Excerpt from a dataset
----

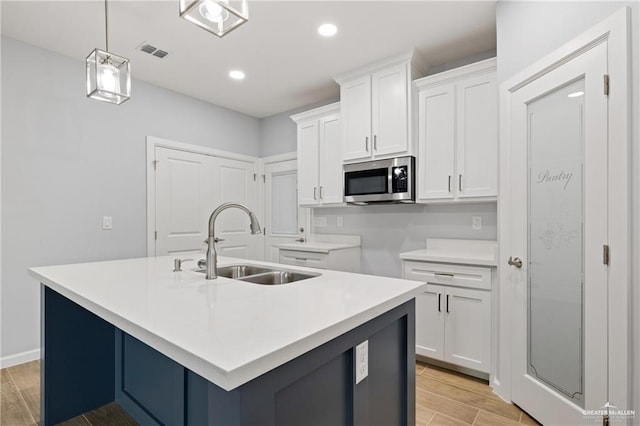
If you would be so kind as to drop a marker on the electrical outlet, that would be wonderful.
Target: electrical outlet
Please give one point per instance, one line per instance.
(107, 223)
(362, 361)
(476, 223)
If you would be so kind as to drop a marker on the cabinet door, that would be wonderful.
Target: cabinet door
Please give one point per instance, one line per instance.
(330, 170)
(389, 111)
(436, 143)
(467, 328)
(430, 322)
(477, 137)
(308, 163)
(355, 107)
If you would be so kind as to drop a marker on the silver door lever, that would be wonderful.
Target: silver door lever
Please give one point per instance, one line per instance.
(516, 261)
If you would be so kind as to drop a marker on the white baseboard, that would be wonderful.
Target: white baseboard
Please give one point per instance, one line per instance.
(21, 358)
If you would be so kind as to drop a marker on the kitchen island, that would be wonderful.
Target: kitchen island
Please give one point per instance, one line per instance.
(174, 348)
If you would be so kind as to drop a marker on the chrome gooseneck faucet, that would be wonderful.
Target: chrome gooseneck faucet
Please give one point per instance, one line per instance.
(212, 255)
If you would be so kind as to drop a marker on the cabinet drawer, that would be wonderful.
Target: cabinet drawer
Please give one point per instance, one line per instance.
(453, 275)
(304, 258)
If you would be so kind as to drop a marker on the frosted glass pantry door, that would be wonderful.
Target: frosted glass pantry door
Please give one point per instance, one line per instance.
(556, 243)
(558, 226)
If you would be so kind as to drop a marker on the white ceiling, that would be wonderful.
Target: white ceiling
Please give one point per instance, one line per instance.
(287, 63)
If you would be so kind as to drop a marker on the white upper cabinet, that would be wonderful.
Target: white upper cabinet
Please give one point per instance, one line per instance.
(375, 110)
(458, 134)
(319, 156)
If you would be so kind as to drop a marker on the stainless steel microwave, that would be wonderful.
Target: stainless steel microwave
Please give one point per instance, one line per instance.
(381, 181)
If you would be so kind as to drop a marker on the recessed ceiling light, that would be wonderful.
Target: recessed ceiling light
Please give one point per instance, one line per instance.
(236, 75)
(327, 30)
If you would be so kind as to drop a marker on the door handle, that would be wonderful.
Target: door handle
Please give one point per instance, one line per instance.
(516, 261)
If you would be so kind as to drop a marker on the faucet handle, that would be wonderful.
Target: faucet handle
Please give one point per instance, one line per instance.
(177, 264)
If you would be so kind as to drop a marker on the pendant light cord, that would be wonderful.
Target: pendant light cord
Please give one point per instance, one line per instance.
(106, 26)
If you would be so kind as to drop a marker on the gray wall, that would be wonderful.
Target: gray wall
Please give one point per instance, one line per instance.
(68, 160)
(390, 229)
(527, 31)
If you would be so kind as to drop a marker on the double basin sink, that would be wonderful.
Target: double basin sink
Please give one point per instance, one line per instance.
(261, 274)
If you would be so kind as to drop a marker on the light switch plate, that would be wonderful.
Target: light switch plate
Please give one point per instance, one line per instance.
(362, 361)
(107, 223)
(476, 223)
(320, 221)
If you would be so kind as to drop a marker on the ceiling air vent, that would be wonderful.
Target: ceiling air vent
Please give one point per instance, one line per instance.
(152, 50)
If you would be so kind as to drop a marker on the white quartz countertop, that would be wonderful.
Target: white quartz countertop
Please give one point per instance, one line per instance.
(317, 246)
(228, 331)
(468, 252)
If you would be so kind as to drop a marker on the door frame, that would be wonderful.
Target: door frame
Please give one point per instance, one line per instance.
(154, 142)
(262, 201)
(614, 30)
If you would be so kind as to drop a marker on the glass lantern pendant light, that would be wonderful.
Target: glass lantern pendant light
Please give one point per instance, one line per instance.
(108, 75)
(216, 16)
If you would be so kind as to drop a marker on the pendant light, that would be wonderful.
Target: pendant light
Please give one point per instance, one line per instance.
(108, 75)
(216, 16)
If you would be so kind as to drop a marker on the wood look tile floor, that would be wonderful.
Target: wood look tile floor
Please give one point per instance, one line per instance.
(442, 398)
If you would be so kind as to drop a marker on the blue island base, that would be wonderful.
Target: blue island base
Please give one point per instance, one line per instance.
(87, 362)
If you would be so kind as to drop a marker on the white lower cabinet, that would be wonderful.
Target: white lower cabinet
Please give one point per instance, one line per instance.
(453, 316)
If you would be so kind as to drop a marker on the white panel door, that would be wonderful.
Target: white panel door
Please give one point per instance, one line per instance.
(283, 219)
(558, 226)
(389, 111)
(477, 137)
(430, 322)
(308, 140)
(436, 145)
(233, 181)
(330, 150)
(355, 109)
(467, 327)
(183, 201)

----

Reproduce every entry word for word, but omit the pictures.

* **Solution to the exercise**:
If you would be so kind as to drop a marker on the electrical outlet, that would be wonderful.
Target: electrical outlet
Please give one point per instance, one line per instance.
(107, 223)
(362, 361)
(476, 223)
If you would be so kind as to drop a marker on the cabinet door, that would be wonderful.
Target: cabinet door
Please give one point per instance, one line per instance.
(330, 170)
(389, 111)
(436, 143)
(467, 328)
(430, 322)
(477, 137)
(308, 163)
(355, 107)
If you would be so kind as to drop a marker on the silver door lever, that would be wonderful.
Target: silver door lever
Please give one point per instance, one line per instance.
(516, 261)
If you would be so kind as to drop a marker on the white baseboard, that would be wonderful.
Target: white baseboard
Please give one point per instance, one line per instance.
(21, 358)
If you would be so kind as to drop a marker on the kitchen island, that would be wonderful.
Target: kitchen island
Please give one point per instance, one line per instance.
(174, 348)
If you would be so kind as to drop a marker on the chrome gooseneck faucet, that would be wonderful.
Target: chrome gooseneck faucet
Please give one point per instance, one line per instance.
(212, 255)
If you would be so kind as to drop a marker on the cabinet drawer, that would be wonderful.
Target: cabinet drawer
Please give one point per instance, one line per instance.
(453, 275)
(304, 258)
If you would be so kind as to drop a marker on the frosted glass pantry door, that would be wonderful.
Target: frosted glass pantry door
Please give one point per instance, one line per instance.
(556, 243)
(558, 226)
If you would be so kind as to drop a marker on the white ceiling, that would be wonderful.
Target: white ceiling
Please give one point per instance, one line per instance.
(287, 63)
If you would be so kind as to drop a marker on the white upper cabinet, that would be wonderful.
Target: white upper cabinet
Please give one point per instance, one line per instance.
(375, 110)
(458, 134)
(319, 156)
If you would be so kind as to drop a marker on the stainless steel microwave, that would be wonderful.
Target: stainless steel microwave
Please give one point per instance, one line per instance.
(381, 181)
If you would be so kind as to drop a marker on the recessed ceiling light, that would be wonderful.
Target: recessed ceiling light
Please give one point per instance, one line per instance.
(236, 75)
(327, 30)
If you would be so kind as to drop a marker on the door handle, that would be wonderful.
Target: door handle
Please give one point per instance, one line per instance.
(516, 261)
If you would be so kind as to drop a marker on the faucet handle, that would be wonderful.
Target: faucet handle
Please give one point per instance, one line per instance.
(177, 264)
If you would be so kind as to drop a marker on the pendant light cord, that would be wonderful.
Target: pendant light cord
Please give one point per instance, one line per instance.
(106, 26)
If you would be so kind as to drop a marker on the gray wall, that would be wonderful.
Target: gray wall
Please give one point per instance, one line per instance.
(68, 160)
(390, 229)
(527, 31)
If you would be so kind as to drop a marker on the double basin sink, that would be wonderful.
Target: double basin sink
Please give one point per instance, one line per instance.
(261, 274)
If you would be so kind as to drop a marker on the light switch plate, that would be wonderful.
Target: light switch plate
Please give one point per instance, one line per instance.
(362, 361)
(107, 223)
(476, 223)
(320, 221)
If you would be so kind as to drop a marker on the ceiling air vent, that would be wonderful.
Target: ceiling air vent
Please give one point per instance, one line per instance.
(152, 50)
If you would be so kind as to drop a marker on the white quartz countertop, that would be wonderful.
Target: white quartz countertop
Please give one point per instance, one line per instance.
(317, 246)
(228, 331)
(468, 252)
If you would be so kind as to drop a marker on the door frame, that would be wonderful.
Target: door frame
Please give one point per instance, one line per instance.
(154, 142)
(262, 201)
(614, 30)
If you would be so kind as to drop a marker on the glass lantern pendant light, that would be wonderful.
Target: glass lantern pendant light
Please give one point per instance, one line per instance.
(108, 75)
(216, 16)
If you would be so kind as to drop a marker on the pendant light, that would be wonderful.
Target: pendant light
Please give one point per instance, one line per instance.
(108, 75)
(216, 16)
If you would be so kind as to drop a marker on the wood look tile floor, that would be wonderful.
Target: wood look tile floor
Please give one point per instance, one line per instance.
(442, 398)
If you would be so kind as to drop a marker on the blue island base, that would be wonderful.
Target: blue island base
Please give one point per instance, one line per instance.
(87, 362)
If you would be so kind as to drop a marker on the white lower cabinet, that would be wonderful.
Target: white lower cabinet
Please give one point per instance, one line per instance.
(453, 316)
If you would be so kind as to drop a marker on the white panel door, that would be wonderful.
Target: white panel door
Please give one point per instance, one line per instance.
(283, 219)
(558, 226)
(389, 111)
(477, 137)
(430, 322)
(308, 140)
(436, 145)
(233, 181)
(330, 150)
(355, 109)
(467, 327)
(183, 201)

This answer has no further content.